[[ Dataset excerpts, beginning ]]

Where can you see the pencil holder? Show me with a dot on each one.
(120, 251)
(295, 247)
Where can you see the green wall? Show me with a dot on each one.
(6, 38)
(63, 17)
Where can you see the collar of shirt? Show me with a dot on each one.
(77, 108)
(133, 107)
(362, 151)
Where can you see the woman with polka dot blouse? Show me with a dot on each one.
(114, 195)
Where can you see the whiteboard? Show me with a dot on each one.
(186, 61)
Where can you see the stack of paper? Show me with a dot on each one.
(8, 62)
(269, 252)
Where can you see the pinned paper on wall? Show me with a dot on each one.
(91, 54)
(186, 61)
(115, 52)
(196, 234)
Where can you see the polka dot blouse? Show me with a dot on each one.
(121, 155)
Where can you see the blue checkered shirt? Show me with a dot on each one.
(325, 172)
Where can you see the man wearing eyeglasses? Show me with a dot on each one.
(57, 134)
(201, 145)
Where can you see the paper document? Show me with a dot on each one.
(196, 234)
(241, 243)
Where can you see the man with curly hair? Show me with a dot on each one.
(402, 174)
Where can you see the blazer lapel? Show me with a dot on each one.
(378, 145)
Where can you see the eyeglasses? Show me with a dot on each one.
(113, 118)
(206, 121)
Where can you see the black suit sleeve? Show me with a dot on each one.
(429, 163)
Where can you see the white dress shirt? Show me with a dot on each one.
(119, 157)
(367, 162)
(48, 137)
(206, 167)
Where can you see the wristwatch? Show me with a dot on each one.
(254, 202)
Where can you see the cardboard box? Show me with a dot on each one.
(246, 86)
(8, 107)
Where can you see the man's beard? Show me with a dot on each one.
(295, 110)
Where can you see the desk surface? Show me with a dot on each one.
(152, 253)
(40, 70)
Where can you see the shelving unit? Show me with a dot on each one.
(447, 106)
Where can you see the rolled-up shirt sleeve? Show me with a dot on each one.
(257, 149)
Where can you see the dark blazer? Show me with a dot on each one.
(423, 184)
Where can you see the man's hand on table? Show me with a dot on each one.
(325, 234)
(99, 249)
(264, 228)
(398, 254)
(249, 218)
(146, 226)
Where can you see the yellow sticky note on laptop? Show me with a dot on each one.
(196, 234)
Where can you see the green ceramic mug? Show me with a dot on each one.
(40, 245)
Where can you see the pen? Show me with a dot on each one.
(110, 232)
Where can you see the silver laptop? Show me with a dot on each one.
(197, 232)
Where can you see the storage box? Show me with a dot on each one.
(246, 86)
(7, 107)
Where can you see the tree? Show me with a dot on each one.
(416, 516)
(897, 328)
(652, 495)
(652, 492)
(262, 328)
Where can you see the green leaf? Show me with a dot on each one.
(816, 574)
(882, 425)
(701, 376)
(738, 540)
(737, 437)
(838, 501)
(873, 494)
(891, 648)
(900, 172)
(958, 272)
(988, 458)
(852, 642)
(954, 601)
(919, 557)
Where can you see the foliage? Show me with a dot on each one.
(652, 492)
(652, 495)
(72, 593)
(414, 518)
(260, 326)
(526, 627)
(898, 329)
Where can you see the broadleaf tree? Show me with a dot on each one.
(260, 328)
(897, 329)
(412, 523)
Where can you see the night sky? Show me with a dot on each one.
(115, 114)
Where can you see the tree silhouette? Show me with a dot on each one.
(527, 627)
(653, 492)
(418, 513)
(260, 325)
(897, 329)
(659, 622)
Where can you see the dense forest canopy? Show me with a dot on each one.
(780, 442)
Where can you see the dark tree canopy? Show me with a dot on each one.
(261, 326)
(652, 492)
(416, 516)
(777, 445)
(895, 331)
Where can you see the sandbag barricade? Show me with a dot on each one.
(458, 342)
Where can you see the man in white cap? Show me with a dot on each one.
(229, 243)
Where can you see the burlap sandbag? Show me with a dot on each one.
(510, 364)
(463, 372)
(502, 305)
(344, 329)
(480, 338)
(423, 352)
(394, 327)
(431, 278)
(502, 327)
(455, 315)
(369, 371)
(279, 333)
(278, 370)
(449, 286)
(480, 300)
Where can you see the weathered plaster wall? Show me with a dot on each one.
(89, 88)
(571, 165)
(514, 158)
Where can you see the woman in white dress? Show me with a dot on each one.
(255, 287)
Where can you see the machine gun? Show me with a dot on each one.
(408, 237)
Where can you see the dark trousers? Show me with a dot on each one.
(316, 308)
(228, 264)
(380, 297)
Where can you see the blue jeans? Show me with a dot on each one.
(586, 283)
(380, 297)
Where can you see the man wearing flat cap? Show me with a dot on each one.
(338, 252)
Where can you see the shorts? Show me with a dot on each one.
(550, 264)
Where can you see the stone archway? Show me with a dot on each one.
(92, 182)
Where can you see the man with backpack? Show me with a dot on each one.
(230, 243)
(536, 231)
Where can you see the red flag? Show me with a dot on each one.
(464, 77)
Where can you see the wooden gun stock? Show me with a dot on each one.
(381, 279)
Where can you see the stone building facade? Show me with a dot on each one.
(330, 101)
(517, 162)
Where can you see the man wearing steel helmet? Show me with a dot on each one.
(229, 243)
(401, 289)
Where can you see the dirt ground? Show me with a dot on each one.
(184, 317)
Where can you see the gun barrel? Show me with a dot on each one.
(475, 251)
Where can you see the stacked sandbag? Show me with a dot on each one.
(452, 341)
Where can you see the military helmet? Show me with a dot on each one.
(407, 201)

[[ Dataset excerpts, end ]]

*Task description*
Restate the entries. Match them exactly.

*Answer section*
Where can you see the pencil holder? Show me with a dot on each one.
(120, 251)
(295, 247)
Where can you see the green wall? Show me with a dot on each one.
(6, 38)
(63, 17)
Where can you see the collar of shirt? Show me with a dot on each one.
(77, 108)
(133, 107)
(362, 151)
Where can you see the woman with polka dot blouse? Show me with a dot on each one.
(114, 195)
Where can you see the whiteboard? Show me with a dot on each one.
(186, 61)
Where can you see the stack of paper? Show me with a dot on each one.
(8, 62)
(269, 252)
Where can you see the pinned paper on wall? Show me with a dot on each one.
(91, 54)
(186, 61)
(115, 52)
(196, 234)
Where can you see the polka dot blouse? Show me with a dot on each one.
(121, 155)
Where can you see the blue checkered shirt? Show me with a dot on each one.
(325, 172)
Where can you see the man wearing eyeglasses? Show me with a dot on each one.
(57, 134)
(201, 145)
Where can you see the paper document? Show me with a dot on each one.
(196, 234)
(241, 243)
Where can you see the man with curly hair? Show me with a dot on each one.
(402, 174)
Where can you see the blazer lapel? Show me with a dot on each one.
(378, 145)
Where can you see the eyeglasses? Show me with a dot on each one.
(113, 118)
(206, 121)
Where can you see the black suit sleeve? Show me with a dot on each one.
(429, 163)
Where can you see the white dress shirt? Show me with a dot on each one.
(119, 157)
(367, 162)
(48, 137)
(206, 167)
Where can you see the wristwatch? Show me with a dot on each one.
(254, 202)
Where can you see the cardboard box? Show me with a dot on each one.
(246, 86)
(8, 107)
Where can you see the man's beard? Show me with a dot on each one.
(295, 110)
Where can you see the desk surface? Show me with a dot on each one.
(152, 253)
(40, 70)
Where can you see the shelving unit? Show me with a dot on each one.
(447, 106)
Where can you see the rolled-up shirt sleeve? Show me with a dot on each one.
(257, 149)
Where can you see the dark blazer? Show me with a dot on each one.
(423, 184)
Where can you see the man's hand on table? Show me with a dot on each one.
(325, 234)
(99, 249)
(264, 228)
(398, 254)
(249, 218)
(146, 226)
Where can you see the yellow sticky note on laptop? Show me with a dot on each one.
(196, 234)
Where can you see the green ceramic mug? Show me with a dot on each one.
(40, 245)
Where can you see the pen? Show me with a dot on each one.
(110, 232)
Where can you see the silver laptop? Show me with a dot on each one.
(197, 232)
Where can you see the storage box? Show me with a dot on each one.
(246, 86)
(7, 107)
Where can you see the tree? Show me with a dot on each one.
(416, 516)
(897, 328)
(652, 495)
(652, 492)
(262, 328)
Where can you see the green leaf? Show me with a dot on each one.
(816, 574)
(882, 425)
(701, 376)
(738, 540)
(737, 437)
(838, 501)
(873, 494)
(891, 648)
(900, 172)
(958, 272)
(988, 458)
(852, 642)
(954, 601)
(919, 557)
Where can you see the foliage? Show me with a dot on each one.
(652, 492)
(652, 495)
(72, 593)
(414, 518)
(260, 326)
(526, 627)
(898, 329)
Where can you see the broadleaf tree? Show me with a dot on each one.
(260, 328)
(897, 329)
(412, 523)
Where can you see the night sky? Show me with a dot on each one.
(115, 114)
Where can you see the tree silhouette? Show me with a dot on each one.
(527, 627)
(653, 492)
(418, 513)
(260, 325)
(897, 329)
(659, 622)
Where can you see the dense forest canopy? Show me with a dot on each one.
(780, 442)
Where can you see the dark tree canopy? Show me with a dot on each one.
(261, 326)
(652, 492)
(416, 516)
(777, 445)
(895, 331)
Where can you see the sandbag barricade? Show me with a dot on each one.
(458, 342)
Where can you see the man in white cap? Show me with a dot on each one.
(229, 243)
Where can you see the burlap sandbag? Show me with a dot on each one.
(510, 364)
(463, 372)
(502, 305)
(344, 329)
(480, 338)
(423, 352)
(394, 327)
(431, 278)
(502, 327)
(455, 315)
(369, 371)
(279, 333)
(278, 370)
(449, 286)
(480, 300)
Where can you see the weathered plaster wall? Show me with a dot on each one.
(89, 88)
(571, 165)
(514, 158)
Where can you see the woman in white dress? Show me with a dot on each one.
(255, 287)
Where can you see the machine gun? Show me with a dot on each one.
(408, 237)
Where can you see the dark trousers? Show me with a dot on each one.
(316, 308)
(228, 264)
(380, 297)
Where can you see the blue jeans? Show me with a dot on each one.
(586, 283)
(380, 297)
Where can you see the man wearing flat cap? Show me with a dot on each one.
(338, 252)
Where can you see the shorts? Show me with a dot on each one.
(550, 264)
Where can you see the stone archway? Show me with a dot on each one.
(92, 182)
Where can you see the man with backpack? Show me with a dot on each one.
(230, 243)
(536, 231)
Where can you see the red flag? Show me with a dot on each one.
(464, 77)
Where can you see the wooden gun stock? Show me with a dot on each one.
(381, 279)
Where can you see the stone building facade? Show me with a dot on each one.
(330, 101)
(517, 162)
Where can you see the man wearing steel helmet? Show me with a dot on each one.
(229, 243)
(401, 289)
Where can you see the dirt ground? Show me with a dot on each one.
(184, 317)
Where can you see the gun barrel? Show me with a dot on each one.
(475, 251)
Where can you see the stacked sandbag? Show me with a dot on each one.
(452, 341)
Where can you see the military helmet? Show me with a dot on each one.
(407, 201)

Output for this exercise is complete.